What is expected: Count how many lines in the material below contain the word "gold". Reply with the number alone.

Source records:

## Begin

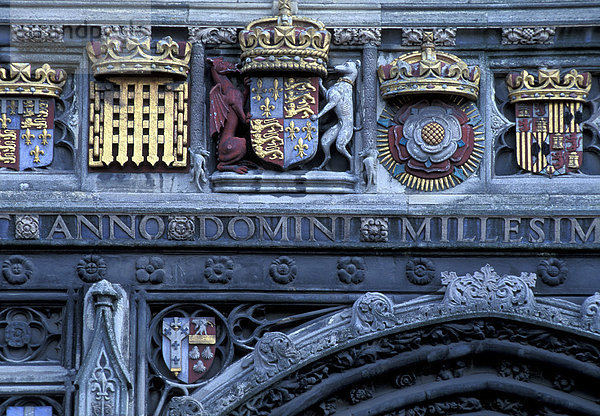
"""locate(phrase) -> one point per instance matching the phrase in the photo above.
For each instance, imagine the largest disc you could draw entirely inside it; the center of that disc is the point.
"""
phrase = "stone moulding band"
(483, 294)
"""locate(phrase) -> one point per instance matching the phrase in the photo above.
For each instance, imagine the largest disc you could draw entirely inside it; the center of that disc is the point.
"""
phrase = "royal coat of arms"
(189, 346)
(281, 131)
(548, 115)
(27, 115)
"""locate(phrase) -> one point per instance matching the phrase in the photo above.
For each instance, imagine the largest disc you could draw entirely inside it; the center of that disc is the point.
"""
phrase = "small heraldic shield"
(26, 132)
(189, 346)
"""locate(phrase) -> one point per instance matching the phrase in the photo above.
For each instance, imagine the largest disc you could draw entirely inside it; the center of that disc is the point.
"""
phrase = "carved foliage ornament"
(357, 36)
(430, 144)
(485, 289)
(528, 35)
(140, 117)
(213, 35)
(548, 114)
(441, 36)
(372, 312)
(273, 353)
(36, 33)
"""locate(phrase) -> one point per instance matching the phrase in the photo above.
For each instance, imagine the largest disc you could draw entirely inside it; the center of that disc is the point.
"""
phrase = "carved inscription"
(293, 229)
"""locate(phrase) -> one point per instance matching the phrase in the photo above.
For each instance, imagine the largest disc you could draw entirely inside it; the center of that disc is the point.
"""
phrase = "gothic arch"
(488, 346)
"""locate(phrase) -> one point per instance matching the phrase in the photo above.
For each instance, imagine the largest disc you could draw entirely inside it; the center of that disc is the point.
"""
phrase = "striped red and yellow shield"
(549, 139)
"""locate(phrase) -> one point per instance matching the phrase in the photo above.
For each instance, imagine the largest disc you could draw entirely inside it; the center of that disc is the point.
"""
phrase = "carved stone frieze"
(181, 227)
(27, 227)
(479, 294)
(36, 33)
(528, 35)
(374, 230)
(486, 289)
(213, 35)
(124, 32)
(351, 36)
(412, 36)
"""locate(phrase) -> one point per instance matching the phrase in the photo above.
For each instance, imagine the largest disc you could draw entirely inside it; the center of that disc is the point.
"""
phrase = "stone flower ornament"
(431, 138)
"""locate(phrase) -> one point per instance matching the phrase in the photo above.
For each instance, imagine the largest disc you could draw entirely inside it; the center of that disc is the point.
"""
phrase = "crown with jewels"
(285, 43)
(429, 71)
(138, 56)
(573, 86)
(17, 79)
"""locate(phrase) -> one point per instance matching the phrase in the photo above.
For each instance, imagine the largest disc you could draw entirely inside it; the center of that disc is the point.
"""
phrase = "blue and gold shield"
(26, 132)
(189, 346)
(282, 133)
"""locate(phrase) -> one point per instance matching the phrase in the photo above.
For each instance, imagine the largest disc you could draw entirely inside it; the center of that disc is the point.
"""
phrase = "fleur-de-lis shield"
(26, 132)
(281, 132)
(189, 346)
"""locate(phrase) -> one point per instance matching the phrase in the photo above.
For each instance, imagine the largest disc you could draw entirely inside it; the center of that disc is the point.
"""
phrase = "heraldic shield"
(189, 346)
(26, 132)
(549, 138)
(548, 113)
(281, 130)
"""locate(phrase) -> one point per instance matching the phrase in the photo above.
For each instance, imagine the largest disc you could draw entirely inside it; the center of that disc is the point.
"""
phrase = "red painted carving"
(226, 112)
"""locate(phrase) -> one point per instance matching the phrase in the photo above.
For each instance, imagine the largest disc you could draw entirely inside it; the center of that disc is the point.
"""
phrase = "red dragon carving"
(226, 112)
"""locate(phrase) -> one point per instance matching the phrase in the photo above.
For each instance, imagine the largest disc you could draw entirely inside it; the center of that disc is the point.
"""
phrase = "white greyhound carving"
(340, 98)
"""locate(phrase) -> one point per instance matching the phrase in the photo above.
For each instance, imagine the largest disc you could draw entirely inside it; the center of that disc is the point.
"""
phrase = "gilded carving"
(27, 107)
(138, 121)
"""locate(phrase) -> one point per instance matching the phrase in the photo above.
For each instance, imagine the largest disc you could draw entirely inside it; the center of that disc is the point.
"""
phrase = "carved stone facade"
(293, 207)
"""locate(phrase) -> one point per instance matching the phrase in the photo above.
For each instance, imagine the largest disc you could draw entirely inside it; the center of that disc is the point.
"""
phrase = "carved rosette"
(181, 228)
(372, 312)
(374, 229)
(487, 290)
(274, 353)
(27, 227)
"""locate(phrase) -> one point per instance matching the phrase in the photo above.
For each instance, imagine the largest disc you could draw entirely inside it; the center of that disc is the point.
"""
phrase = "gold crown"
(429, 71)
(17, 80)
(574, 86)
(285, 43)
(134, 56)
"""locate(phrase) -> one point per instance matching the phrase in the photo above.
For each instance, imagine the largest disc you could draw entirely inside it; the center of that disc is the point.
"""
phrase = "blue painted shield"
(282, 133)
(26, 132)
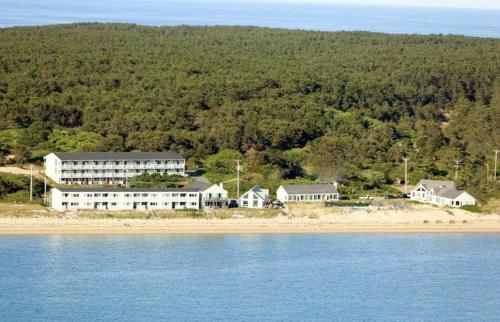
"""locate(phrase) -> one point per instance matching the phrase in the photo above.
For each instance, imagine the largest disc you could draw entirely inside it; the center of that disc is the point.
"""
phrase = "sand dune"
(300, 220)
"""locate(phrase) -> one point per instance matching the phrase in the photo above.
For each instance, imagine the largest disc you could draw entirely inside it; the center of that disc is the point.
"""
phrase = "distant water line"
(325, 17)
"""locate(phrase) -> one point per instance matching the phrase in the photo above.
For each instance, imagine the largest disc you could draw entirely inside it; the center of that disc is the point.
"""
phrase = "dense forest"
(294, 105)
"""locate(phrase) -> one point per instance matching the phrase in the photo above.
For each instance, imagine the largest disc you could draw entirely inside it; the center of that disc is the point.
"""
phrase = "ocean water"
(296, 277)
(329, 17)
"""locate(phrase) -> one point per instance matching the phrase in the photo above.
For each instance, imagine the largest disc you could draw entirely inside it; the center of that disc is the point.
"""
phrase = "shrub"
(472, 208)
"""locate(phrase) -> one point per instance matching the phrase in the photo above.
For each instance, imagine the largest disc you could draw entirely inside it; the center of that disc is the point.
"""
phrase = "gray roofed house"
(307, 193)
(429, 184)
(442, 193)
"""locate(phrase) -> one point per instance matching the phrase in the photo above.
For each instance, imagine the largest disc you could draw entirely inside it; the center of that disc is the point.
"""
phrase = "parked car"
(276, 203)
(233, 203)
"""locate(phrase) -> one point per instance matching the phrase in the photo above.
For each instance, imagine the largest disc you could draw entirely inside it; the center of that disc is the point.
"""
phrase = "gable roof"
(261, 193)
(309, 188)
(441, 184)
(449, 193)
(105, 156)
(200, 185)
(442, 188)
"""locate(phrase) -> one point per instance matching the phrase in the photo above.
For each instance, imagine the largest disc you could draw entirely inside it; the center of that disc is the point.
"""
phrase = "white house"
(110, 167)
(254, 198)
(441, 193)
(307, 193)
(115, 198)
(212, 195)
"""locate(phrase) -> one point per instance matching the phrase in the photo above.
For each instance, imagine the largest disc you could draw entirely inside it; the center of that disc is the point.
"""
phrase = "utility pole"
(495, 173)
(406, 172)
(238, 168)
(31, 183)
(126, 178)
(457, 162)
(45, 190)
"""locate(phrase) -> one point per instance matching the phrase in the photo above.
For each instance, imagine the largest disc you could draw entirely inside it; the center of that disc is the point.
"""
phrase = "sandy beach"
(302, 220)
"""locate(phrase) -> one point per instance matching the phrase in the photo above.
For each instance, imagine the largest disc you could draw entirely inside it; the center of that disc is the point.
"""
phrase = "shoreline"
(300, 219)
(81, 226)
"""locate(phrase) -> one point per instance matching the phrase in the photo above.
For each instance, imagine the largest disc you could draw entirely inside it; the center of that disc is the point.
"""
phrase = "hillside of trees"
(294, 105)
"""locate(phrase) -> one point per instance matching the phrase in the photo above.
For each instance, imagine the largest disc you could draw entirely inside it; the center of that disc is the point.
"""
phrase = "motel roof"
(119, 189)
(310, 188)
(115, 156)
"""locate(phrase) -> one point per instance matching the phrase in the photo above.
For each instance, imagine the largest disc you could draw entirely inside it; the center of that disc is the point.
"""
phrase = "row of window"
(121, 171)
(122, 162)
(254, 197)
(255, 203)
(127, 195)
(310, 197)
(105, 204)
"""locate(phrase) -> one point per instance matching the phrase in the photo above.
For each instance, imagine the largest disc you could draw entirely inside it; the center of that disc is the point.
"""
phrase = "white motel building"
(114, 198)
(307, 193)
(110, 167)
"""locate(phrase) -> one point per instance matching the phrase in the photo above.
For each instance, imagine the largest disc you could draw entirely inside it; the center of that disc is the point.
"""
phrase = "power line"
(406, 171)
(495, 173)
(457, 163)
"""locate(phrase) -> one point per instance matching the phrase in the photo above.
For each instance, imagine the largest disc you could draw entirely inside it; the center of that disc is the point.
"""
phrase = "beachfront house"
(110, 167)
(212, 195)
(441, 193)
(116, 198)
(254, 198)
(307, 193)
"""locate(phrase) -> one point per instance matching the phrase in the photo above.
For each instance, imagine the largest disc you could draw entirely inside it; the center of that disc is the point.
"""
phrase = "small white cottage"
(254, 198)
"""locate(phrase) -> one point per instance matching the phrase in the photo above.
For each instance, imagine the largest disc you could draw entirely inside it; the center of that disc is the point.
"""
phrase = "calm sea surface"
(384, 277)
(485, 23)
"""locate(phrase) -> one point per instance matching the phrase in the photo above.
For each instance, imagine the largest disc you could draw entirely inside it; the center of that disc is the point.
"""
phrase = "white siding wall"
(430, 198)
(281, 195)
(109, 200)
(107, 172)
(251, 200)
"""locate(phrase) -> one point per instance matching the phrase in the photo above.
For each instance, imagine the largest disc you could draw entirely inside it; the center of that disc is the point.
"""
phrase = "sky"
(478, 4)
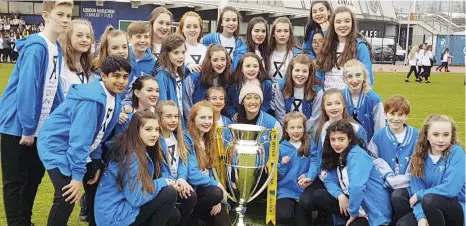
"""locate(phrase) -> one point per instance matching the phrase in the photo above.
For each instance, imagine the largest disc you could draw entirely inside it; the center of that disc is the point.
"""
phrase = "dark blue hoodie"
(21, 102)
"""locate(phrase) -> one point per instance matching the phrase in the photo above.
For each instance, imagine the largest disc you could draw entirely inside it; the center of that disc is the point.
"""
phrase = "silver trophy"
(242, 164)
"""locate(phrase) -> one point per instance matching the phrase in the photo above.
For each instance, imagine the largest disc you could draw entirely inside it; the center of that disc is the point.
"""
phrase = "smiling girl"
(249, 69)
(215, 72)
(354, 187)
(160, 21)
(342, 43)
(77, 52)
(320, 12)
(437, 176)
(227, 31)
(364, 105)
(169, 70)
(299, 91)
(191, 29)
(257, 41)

## End

Exercise solution: 2